*** INFORMATION SUPPLIED ***

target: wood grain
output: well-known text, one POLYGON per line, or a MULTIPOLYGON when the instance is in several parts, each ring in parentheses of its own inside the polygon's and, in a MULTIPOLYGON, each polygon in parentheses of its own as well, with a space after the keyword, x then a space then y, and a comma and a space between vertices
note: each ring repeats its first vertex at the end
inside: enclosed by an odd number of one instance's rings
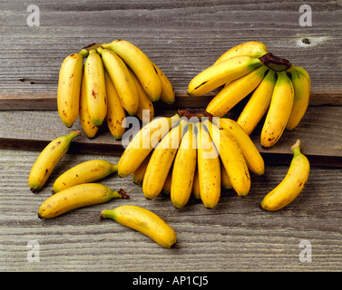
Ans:
MULTIPOLYGON (((79 162, 94 158, 67 154, 44 189, 33 194, 26 183, 38 152, 1 150, 0 269, 2 271, 339 271, 341 269, 341 170, 314 167, 298 198, 278 212, 259 203, 285 176, 287 166, 268 166, 252 176, 245 198, 222 191, 212 210, 191 199, 181 210, 170 197, 143 198, 132 176, 101 182, 124 188, 129 200, 75 209, 50 220, 37 218, 55 179, 79 162), (167 250, 149 237, 112 220, 99 220, 102 209, 134 204, 151 209, 176 231, 176 248, 167 250), (27 261, 28 241, 40 246, 40 262, 27 261), (312 246, 312 262, 300 262, 299 243, 312 246)), ((97 155, 112 162, 118 157, 97 155)))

***

▸ YOUR INSTRUCTIONS: Arrange every line of the items above as a numbered list, omitting blank lines and the pictures.

▸ EXERCISE ANSWER:
1. target: wood grain
2. output: well-known text, one POLYGON per line, or a MULTIPOLYGON when the instance is in several parts, each ring in parentheses of its own inside the polygon's and, in a MULTIPOLYGON, each polygon in parentheses of its own as well, with a space after the keyword, x then a space then y, and a comma and a space between vertices
3. note: each ring repeats its first vertex at the end
4. inside: enclosed by an odd number of one instance's rings
5. Ans:
6. MULTIPOLYGON (((79 162, 94 158, 67 154, 44 189, 33 194, 26 183, 38 152, 1 150, 0 269, 2 271, 339 271, 341 269, 341 170, 314 167, 298 198, 278 212, 259 203, 285 176, 287 166, 268 166, 252 176, 245 198, 222 191, 212 210, 191 199, 181 210, 170 197, 143 198, 132 176, 101 182, 124 188, 129 200, 75 209, 50 220, 37 218, 55 179, 79 162), (167 250, 149 237, 112 220, 99 220, 102 209, 134 204, 151 209, 176 231, 176 248, 167 250), (27 261, 28 241, 40 246, 40 262, 27 261), (312 246, 312 262, 300 262, 299 243, 312 246)), ((97 155, 112 162, 118 157, 97 155)))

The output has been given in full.